Accéder au contenu principal

Bon, on va arrêter avec les titres d'articles détournant ceux de Dune

Si vous traînez régulièrement vos bottes sur ces colonnes, vous devez avoir noté que la saga Dune (de Frank Herbert, méfiez-vous des imitations) tient une place éminente dans les étagères où se rangent mes obsessions. C'est un cycle de SF que je relis de temps à autres et sur lequel ma réflexion revient souvent.

Les récentes discussions, ici même ou en conférence, concernant le "schéma de Campbell" et son ubiquité perçue ne pouvaient que se télescoper avec cette obsessions. Et donc, quelques notes sur le voyage héroïque dans Dune.




Si l'on s'en tient au premier roman de la série, l'utilisation d'un schéma campbellien (ou en tout cas sa conformité au dit schéma) ne fait aucun doute. Paul Atreides, jeune homme content de voyager, se retrouve pris dans un réseau de jeux de pouvoirs et perd tout : sa famille, ses amis, son titre de duc, l'accès à l'univers extérieur. Le voilà forcé de repartir de zéro, dans un environnement qu'il ne connaît pas et dont il doit apprendre les règles sous peine de mort. Ce faisant, il va s'ouvrir à un destin plus grand et à sa vraie nature, et pourra reconquérir son univers.

Si vous faites un tableau des passages obligés chez Campbell, entre l'arrachement au contexte familier, la perte des mentors, la confrontation à l'ombre, la mort apparente… vous cochez à peu près toutes les cases (je l'ai déjà dit à plusieurs reprises, c'est une très mauvaise idée de faire des jeux à boire basés sur Campbell, le coma éthylique, encore une mort apparente, tiens, en est l'issue quasi obligatoire). Le fait que cela s'associe à une vengeance n'est qu'un à-côté : beaucoup de voyages à la Campbell présentent cet élément, qui n'en fait pourtant pas fondamentalement partie. Mais (j'en ai parlé il y a pas longtemps), la vengeance est un puissant motivateur initial, même si sur la longueur, il convient de ne pas s'y cantonner. Si Luke Skywalker, Conan (chez Milius), Harry Potter ou Simba veulent venger leurs parents, il arrive généralement un moment où, pour une raison ou une autre, cette vengeance passe au second plan, ou se vide de son sens.

* [Informations fournies]:
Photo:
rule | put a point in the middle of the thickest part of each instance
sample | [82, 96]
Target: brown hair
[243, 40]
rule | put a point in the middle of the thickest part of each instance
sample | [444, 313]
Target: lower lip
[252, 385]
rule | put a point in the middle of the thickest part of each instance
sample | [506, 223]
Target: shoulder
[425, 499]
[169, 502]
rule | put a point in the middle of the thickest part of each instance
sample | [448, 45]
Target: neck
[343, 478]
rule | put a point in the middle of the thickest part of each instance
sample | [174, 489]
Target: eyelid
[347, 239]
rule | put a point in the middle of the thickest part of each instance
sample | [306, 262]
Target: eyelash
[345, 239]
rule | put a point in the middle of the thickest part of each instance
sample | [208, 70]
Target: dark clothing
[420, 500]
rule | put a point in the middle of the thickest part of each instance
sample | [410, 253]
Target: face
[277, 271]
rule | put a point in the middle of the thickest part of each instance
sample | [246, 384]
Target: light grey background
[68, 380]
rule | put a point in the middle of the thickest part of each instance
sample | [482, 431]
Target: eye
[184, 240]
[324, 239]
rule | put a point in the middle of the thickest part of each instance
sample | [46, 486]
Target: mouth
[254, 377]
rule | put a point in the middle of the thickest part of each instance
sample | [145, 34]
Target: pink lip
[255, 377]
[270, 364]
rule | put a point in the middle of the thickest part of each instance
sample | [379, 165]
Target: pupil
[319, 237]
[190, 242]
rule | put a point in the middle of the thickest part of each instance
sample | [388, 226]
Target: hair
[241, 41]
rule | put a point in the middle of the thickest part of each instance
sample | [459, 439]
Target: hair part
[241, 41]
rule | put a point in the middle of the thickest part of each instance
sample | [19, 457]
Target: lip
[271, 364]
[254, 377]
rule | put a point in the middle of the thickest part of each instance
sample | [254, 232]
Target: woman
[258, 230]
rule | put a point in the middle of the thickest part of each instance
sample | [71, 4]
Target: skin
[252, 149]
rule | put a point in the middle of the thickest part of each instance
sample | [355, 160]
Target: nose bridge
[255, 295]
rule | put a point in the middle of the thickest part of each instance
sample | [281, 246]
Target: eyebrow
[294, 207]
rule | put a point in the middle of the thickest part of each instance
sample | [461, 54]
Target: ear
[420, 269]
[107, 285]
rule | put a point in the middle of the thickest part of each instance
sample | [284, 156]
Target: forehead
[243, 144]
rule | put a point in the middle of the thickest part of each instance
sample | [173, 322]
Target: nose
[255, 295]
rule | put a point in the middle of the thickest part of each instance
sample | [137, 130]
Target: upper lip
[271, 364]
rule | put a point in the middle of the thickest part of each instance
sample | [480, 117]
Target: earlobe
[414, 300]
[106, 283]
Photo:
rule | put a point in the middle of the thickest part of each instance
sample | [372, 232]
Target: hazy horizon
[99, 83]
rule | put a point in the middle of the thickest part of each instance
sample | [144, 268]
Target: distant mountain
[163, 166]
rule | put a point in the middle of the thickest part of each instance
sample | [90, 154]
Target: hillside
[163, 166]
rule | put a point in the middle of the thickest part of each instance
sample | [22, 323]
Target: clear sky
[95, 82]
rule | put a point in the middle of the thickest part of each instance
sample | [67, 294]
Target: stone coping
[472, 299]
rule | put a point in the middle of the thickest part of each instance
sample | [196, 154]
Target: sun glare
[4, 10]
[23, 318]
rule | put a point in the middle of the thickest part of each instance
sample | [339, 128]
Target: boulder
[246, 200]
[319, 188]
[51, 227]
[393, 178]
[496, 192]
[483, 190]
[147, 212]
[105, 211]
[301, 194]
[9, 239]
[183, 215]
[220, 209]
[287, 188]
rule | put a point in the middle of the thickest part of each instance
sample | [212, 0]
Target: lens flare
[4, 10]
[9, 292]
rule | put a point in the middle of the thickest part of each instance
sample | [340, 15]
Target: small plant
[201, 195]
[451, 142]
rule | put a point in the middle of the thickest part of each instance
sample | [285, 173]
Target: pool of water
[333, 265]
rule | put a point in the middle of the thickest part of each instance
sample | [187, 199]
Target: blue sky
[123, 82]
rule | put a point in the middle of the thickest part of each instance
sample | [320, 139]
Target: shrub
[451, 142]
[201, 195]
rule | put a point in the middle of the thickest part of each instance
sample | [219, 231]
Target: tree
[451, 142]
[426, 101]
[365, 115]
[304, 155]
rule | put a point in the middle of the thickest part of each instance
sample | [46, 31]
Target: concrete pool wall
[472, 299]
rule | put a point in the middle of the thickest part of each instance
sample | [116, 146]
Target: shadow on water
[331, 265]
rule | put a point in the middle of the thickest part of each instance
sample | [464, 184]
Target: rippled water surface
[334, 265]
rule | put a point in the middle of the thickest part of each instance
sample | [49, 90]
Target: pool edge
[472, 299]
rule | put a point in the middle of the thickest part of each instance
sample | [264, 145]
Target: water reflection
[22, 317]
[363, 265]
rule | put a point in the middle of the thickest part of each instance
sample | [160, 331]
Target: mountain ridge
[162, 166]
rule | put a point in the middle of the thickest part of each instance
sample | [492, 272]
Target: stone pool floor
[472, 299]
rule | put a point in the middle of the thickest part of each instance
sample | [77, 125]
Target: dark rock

* [Défis]:
1) Reproduisez le passage de l'extrait sur Dune allant de « Accéder au contenu » jusqu'à « héroïque dans Dune. » inclus, en substituant « Hypérion » à « Dune ».
2) Répondez à ces questions sur l'extrait :
(a) Quel auteur l'extrait associe-t-il à la saga Dune ?
(b) Qu'est-ce que Paul Atreides perd en se retrouvant pris dans un réseau de jeux de pouvoirs ?
(c) D'après l'extrait, quelle est l'issue quasi obligatoire des jeux à boire basés sur Campbell ?

* [Résultats de l'exercice]:
1)
Accéder au contenu principal

Bon, on va arrêter avec les titres d'articles détournant ceux de Hypérion

Si vous traînez régulièrement vos bottes sur ces colonnes, vous devez avoir noté que la saga Hypérion (de Frank Herbert, méfiez-vous des imitations) tient une place éminente dans les étagères où se rangent mes obsessions. C'est un cycle de SF que je relis de temps à autres et sur lequel ma réflexion revient souvent.

Les récentes discussions, ici même ou en conférence, concernant le "schéma de Campbell" et son ubiquité perçue ne pouvaient que se télescoper avec cette obsessions. Et donc, quelques notes sur le voyage héroïque dans Hypérion.

2)
(a) Frank Herbert.
(b) Sa famille, ses amis, son titre de duc et l'accès à l'univers extérieur.
(c) Le coma éthylique.